Exercise description:
Transcribe precisely those lines of the listing that fall between the line containing "Expected behaviour: the pointer locates the stone base" and the last line, inclusive of both.
— Start of Entries —
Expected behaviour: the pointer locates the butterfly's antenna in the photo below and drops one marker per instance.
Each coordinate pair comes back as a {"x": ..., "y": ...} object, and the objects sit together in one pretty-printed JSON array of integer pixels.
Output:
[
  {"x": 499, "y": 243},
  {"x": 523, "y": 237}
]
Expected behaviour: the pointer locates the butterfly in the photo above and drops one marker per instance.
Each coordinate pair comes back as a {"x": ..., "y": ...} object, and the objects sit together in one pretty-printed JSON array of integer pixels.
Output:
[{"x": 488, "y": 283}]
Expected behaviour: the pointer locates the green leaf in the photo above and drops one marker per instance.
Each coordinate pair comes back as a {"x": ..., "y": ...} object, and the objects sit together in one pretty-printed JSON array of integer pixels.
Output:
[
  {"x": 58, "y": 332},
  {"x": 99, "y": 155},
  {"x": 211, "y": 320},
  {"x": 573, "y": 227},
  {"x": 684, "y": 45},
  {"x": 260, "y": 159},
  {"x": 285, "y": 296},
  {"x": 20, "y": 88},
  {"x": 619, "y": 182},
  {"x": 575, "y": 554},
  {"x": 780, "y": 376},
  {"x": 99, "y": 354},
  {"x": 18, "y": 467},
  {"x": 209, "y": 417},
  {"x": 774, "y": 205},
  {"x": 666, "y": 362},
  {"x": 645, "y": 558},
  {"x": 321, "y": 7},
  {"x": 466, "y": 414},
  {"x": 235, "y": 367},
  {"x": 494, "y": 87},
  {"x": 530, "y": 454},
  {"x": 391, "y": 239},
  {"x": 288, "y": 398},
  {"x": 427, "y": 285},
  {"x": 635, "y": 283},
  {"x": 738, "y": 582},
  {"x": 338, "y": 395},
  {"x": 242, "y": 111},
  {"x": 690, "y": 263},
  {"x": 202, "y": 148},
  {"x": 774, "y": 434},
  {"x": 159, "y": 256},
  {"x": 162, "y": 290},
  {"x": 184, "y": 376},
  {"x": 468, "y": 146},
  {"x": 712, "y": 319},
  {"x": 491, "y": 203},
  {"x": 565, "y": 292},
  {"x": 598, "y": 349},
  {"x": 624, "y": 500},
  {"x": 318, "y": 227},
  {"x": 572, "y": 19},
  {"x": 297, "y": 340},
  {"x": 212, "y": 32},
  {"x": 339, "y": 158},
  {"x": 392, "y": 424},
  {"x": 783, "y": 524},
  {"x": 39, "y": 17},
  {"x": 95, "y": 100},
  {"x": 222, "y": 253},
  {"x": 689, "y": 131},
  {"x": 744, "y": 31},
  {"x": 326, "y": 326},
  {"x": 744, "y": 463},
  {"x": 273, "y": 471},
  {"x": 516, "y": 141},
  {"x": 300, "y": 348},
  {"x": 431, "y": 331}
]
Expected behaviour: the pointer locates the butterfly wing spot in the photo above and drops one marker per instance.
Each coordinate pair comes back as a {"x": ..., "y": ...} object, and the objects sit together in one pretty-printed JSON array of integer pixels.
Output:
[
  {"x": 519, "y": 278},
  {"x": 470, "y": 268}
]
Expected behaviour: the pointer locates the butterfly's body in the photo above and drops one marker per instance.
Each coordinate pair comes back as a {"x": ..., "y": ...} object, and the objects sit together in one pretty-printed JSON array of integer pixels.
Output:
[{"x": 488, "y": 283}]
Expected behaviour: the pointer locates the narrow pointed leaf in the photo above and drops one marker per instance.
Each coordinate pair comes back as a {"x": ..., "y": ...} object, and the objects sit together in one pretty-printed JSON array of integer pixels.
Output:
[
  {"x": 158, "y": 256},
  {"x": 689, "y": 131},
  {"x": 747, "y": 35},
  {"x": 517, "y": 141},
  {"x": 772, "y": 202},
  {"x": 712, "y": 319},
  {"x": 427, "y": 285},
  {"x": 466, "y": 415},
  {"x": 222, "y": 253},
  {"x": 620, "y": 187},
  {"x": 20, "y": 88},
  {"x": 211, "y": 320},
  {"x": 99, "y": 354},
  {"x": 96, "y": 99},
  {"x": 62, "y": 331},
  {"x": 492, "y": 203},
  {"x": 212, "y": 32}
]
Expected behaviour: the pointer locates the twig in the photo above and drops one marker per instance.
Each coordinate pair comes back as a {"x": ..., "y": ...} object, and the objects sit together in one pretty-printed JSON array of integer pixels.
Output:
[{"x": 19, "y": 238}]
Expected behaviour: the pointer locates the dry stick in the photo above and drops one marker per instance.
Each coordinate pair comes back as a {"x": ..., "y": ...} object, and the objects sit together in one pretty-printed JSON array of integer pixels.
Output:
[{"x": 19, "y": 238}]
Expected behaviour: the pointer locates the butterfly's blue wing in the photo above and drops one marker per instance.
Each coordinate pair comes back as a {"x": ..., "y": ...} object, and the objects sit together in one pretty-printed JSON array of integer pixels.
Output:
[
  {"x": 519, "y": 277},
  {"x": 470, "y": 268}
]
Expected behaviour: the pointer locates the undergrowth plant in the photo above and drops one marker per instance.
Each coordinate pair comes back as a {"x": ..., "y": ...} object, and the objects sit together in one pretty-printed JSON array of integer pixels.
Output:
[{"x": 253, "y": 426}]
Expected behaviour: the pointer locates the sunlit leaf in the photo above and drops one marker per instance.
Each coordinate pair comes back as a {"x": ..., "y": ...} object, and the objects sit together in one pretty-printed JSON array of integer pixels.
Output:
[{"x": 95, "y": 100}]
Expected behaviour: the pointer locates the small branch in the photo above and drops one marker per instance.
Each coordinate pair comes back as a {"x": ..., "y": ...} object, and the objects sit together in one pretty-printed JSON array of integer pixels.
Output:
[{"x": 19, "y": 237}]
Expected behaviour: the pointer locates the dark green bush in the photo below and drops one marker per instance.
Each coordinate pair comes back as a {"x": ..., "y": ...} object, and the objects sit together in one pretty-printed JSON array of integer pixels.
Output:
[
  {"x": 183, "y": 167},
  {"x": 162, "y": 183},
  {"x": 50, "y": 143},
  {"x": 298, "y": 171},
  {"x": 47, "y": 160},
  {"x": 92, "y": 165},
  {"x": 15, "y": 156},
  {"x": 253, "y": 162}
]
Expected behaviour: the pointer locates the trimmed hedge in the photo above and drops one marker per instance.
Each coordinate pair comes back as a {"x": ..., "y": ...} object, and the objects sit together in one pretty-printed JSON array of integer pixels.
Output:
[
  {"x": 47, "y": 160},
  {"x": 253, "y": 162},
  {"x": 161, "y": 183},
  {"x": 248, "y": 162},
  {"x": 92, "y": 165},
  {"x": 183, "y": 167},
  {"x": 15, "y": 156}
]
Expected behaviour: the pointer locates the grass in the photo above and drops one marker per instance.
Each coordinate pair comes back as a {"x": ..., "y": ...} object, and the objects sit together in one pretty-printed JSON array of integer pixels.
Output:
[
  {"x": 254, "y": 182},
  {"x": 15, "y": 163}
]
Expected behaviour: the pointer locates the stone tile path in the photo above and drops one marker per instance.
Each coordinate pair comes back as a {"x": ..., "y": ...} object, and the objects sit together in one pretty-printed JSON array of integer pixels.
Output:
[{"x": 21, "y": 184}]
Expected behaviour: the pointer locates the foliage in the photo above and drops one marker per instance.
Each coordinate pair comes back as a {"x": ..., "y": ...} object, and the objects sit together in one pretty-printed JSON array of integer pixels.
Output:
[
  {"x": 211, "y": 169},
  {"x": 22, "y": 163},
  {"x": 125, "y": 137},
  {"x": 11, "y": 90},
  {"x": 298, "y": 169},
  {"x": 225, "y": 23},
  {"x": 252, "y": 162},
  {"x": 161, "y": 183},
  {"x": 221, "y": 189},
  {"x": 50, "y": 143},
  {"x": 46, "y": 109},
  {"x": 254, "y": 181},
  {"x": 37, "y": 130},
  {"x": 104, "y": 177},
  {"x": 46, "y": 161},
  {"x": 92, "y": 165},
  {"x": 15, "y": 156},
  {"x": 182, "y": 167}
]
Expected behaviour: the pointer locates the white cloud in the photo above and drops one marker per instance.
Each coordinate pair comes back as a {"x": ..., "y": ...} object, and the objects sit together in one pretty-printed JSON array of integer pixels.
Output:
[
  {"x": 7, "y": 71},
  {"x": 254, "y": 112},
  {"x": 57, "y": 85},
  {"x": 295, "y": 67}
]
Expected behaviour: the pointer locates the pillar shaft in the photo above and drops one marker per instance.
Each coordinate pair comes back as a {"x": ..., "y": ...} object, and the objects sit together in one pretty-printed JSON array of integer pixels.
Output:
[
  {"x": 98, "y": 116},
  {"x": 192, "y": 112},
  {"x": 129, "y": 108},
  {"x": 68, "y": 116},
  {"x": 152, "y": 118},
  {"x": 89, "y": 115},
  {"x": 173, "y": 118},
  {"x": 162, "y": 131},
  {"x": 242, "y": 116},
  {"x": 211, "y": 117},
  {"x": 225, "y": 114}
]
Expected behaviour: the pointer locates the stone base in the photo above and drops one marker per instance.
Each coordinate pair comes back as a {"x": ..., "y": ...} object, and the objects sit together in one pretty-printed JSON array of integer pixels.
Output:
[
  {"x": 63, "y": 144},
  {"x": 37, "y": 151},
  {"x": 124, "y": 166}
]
— End of Entries —
Reply to the task:
Expected behaviour: the pointer locates the stone base in the photo above and drops one marker per instance.
Each coordinate pair comes back as a {"x": ..., "y": ...} object, and the objects sit together in one pretty-printed JSON array of integer pixels.
Output:
[
  {"x": 63, "y": 144},
  {"x": 37, "y": 151},
  {"x": 124, "y": 166}
]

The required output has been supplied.